WHAT IS REQUIRED:
Could you restate exactly the lines that begin at the line with "Query: white toilet" and end at the final line of the data?

-*-*-

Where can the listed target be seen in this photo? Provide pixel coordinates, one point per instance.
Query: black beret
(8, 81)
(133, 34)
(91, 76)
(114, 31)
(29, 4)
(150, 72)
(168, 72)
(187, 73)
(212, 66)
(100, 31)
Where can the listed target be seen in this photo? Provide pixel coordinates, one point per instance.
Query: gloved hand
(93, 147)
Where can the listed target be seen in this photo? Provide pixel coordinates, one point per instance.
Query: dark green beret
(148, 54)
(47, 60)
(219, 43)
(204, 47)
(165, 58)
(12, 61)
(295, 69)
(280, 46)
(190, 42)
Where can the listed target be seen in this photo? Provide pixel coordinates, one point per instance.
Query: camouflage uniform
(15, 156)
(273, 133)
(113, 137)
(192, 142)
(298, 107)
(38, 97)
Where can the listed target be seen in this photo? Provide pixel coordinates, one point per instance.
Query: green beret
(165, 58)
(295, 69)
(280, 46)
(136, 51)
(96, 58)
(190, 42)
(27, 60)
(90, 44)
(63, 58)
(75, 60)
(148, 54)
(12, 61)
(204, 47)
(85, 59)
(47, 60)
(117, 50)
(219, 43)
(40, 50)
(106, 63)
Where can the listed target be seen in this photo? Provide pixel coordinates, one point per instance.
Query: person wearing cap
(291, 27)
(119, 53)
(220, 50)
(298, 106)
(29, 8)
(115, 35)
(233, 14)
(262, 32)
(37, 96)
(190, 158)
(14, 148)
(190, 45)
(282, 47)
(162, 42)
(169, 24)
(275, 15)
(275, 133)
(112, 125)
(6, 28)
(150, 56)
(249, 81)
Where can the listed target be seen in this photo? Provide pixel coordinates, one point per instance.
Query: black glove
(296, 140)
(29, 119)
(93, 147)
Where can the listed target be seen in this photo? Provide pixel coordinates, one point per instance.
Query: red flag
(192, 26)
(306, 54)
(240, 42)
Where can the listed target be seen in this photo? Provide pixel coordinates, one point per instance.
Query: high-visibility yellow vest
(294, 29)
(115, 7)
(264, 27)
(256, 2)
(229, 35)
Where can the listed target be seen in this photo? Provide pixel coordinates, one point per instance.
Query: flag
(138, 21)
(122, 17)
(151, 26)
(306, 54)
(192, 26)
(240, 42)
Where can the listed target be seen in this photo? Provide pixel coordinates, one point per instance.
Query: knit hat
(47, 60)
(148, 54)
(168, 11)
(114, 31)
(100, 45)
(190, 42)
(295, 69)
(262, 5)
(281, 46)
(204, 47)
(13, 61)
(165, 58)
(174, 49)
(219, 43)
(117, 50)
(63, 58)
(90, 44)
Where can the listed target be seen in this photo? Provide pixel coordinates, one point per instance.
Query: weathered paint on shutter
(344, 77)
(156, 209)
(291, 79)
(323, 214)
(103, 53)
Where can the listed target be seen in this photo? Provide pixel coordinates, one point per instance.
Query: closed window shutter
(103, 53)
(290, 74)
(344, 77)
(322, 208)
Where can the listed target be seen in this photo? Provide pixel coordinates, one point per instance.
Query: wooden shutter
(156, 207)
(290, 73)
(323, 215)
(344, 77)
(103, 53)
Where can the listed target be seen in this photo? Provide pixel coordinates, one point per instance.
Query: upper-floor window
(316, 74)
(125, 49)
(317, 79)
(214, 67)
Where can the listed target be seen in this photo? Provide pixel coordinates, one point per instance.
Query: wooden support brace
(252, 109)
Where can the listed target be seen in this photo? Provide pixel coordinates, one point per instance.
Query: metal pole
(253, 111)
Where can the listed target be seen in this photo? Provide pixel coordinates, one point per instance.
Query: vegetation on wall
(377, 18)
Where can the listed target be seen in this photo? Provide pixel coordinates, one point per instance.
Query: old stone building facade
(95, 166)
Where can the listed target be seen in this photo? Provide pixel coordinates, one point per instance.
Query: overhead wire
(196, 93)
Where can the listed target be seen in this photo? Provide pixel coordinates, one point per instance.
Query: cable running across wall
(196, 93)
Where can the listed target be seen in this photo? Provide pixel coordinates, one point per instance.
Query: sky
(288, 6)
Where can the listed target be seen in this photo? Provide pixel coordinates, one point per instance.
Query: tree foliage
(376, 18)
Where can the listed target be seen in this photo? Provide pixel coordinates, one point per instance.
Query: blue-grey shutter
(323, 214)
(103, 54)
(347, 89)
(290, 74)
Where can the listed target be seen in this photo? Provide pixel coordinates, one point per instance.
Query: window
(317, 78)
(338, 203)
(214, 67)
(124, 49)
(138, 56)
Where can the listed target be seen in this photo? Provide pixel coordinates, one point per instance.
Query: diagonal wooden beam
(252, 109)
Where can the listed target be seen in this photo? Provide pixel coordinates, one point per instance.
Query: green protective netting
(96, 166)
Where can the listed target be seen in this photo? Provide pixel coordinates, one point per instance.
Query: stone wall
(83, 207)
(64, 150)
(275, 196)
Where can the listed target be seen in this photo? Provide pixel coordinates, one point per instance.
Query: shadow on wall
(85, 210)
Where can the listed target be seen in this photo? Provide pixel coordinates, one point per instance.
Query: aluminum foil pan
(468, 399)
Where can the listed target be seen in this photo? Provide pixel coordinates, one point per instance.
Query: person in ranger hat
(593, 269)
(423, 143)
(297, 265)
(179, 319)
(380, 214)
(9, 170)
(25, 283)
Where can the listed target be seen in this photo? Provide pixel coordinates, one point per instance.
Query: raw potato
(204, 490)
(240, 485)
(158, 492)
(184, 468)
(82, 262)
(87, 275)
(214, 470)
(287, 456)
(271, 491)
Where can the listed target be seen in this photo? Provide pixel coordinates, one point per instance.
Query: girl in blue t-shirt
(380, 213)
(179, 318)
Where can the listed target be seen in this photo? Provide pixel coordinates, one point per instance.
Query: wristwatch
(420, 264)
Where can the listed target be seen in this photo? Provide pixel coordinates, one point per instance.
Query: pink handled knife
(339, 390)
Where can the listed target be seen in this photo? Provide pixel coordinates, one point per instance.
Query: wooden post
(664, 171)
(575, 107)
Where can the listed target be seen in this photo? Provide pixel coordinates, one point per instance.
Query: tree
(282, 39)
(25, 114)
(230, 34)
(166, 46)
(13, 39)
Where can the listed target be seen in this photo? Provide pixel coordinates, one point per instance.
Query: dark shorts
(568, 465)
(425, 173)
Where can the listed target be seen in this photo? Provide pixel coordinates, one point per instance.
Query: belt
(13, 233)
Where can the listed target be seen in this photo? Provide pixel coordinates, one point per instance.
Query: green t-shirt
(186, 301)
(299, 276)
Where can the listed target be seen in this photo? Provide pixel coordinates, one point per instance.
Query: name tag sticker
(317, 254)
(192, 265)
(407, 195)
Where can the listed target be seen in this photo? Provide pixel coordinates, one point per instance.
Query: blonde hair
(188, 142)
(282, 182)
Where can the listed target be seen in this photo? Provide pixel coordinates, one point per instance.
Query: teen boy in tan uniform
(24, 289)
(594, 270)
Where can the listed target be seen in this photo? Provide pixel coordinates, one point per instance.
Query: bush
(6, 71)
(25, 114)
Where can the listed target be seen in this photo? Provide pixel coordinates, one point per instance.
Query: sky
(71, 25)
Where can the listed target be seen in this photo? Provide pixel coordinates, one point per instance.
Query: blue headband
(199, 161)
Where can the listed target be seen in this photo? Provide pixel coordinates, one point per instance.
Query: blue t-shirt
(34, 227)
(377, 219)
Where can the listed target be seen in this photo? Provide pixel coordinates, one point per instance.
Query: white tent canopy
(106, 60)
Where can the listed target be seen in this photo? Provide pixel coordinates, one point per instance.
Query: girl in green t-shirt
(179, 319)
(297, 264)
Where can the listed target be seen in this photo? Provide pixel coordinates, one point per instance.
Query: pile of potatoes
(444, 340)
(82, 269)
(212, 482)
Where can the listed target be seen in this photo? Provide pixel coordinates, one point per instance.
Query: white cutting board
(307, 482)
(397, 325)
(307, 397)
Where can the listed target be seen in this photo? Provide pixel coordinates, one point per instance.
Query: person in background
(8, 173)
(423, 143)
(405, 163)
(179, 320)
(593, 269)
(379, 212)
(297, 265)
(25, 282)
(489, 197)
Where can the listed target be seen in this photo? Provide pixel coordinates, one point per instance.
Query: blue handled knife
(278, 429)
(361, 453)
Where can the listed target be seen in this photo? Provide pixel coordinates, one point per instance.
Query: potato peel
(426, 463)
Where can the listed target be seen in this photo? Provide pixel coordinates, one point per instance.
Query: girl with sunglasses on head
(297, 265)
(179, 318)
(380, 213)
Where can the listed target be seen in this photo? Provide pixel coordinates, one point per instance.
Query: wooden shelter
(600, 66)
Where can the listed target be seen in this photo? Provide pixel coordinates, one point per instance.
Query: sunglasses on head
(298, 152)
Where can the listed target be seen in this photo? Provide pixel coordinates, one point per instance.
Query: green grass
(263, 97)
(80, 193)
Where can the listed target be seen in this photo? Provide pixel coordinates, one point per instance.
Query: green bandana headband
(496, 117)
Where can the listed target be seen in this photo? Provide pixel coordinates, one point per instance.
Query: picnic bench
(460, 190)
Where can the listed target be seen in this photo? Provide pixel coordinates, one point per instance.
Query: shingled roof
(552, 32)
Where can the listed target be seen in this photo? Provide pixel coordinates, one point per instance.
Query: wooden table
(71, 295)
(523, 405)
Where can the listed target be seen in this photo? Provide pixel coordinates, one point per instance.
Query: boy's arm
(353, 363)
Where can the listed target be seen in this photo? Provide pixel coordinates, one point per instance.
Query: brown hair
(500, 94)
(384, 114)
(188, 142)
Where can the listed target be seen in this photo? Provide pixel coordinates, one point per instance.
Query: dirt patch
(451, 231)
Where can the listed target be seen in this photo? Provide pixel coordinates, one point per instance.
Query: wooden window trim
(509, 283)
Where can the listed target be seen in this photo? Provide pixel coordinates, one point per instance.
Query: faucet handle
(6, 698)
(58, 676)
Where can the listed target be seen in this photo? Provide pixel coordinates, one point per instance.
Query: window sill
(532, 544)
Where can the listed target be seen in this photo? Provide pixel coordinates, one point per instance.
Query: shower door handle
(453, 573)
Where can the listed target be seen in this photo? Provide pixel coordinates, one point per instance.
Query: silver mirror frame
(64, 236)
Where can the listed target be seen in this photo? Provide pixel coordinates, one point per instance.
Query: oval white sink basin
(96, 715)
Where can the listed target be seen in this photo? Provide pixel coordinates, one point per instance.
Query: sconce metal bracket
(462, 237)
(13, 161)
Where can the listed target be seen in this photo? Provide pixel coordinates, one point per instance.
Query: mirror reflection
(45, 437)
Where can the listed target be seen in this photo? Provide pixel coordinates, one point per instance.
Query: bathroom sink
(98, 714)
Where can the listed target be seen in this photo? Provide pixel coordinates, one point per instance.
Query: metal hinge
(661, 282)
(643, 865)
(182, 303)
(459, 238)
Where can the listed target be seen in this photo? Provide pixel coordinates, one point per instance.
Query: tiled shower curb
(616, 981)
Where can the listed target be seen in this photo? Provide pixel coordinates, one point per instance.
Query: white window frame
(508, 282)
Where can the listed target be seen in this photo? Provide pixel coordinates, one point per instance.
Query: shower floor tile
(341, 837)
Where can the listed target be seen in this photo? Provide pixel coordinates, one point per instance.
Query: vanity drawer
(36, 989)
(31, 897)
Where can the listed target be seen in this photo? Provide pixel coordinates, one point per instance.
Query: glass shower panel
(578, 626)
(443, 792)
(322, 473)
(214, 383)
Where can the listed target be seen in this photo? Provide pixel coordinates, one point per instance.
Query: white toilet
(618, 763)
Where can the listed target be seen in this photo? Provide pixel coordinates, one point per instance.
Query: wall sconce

-*-*-

ANSWER:
Query: white toilet
(618, 763)
Where can the listed target be seen in this photo? Provide pixel coordinates, one point per instance.
Query: wall sconce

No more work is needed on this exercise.